En toda oración y ruego /3

Filipenses 4:6

4. ¿A favor de quién y por quién son presentadas las oraciones?

  • La conciencia de nuestra debilidad nos conduce necesariamente a orar por nosotros mismos, a exponer nuestras necesidades personales. No cansaremos jamás al Señor manifestando con tales oraciones una constante dependencia, sabiendo que se interesa por todo lo que nos concierne, por todo lo que nos preocupa. Además de la necesitad que sentimos de pedir diariamente su ayuda, su custodia y su dirección, todo creyente conoce ejercicios que sólo puede confiar al Señor. David pudo decir en varias ocasiones: “Ten misericordia de mí, oh Dios” (Salmo 56:1; 57:1; véase también 51:1). Cuántas veces encontramos en la Palabra oraciones por las cuales el creyente pide para él mismo el socorro divino, tales como: “Sálvame” (22:21), “sosténme” (119:117), “ayúdame” (109:26), “guárdame” (141:9), “guíame” (5:8), “líbrame” (39:8), etc.
================================
**SERIE DE EJERCICIOS:**
a) Responda, por favor, estas preguntas sobre el texto acerca de la oración, con cada respuesta en su línea y la misma marca:
(i) ¿Qué cita bíblica aparece debajo del título?
(ii) ¿Qué nos conduce necesariamente a orar por nosotros mismos?
(iii) ¿Qué petición se cita con la referencia 119:117?
b) Retome el texto acerca de la oración después de su última frase y escriba un párrafo más en el mismo tono.

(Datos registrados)
================================
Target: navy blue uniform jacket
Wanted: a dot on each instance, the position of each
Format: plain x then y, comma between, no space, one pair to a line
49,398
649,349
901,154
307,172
================================
**RESPUESTAS DADAS:**
a)
(i) Filipenses 4:6.
(ii) La conciencia de nuestra debilidad.
(iii) "Sosténme".

b)
    Sin embargo, es llamativo observar que las oraciones que tienen por objeto un deseo individual particular a veces son limitadas en cuanto a su insistencia, lo que nos enseña que tales súplicas deben ser acompañadas por el deseo de que sea hecha la voluntad del Señor. Las Escrituras nos presentan ejemplos notables: Pablo rogó tres veces al Señor que le fuera quitado el aguijón en la carne. ¿Cuál fue la respuesta divina?: “Bástate mi gracia; porque mi poder se perfecciona en la debilidad” (2 Corintios 12:8-9). El Señor, en sus sufrimientos anticipados en el jardín de Getsemaní, ora tres veces, pidiendo con una sumisión perfecta si era posible que esta copa pasara de él (Mateo 26:39-44). ¿Cuál fue la respuesta? El silencio de Dios, con el cual fue cumplida la palabra profética: “Clamo de día, y no respondes; y de noche, y no hay para mí reposo” (Salmo 22:2).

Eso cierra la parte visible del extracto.